[Task requirements]:
Copy every line of the records below verbatim, leaving the pictures out.

[START Information provided]

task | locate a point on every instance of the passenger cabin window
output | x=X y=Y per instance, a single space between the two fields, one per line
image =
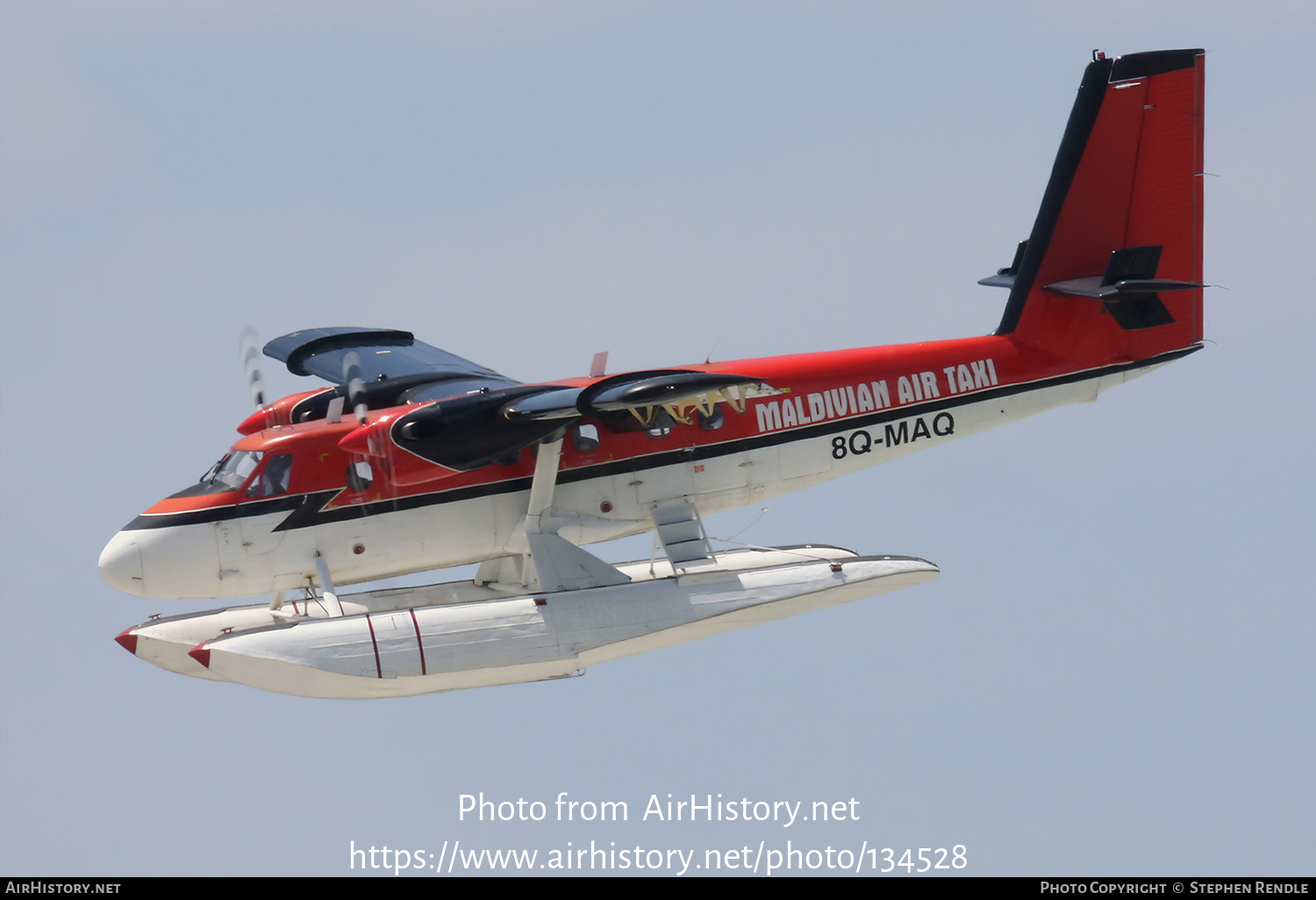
x=360 y=475
x=584 y=439
x=273 y=479
x=711 y=423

[END Information provided]

[Response to this task]:
task | locate a point on every instance of the passenger cabin window
output | x=X y=Y per instance, a single space between the two fields, one per line
image =
x=360 y=475
x=584 y=439
x=273 y=479
x=711 y=423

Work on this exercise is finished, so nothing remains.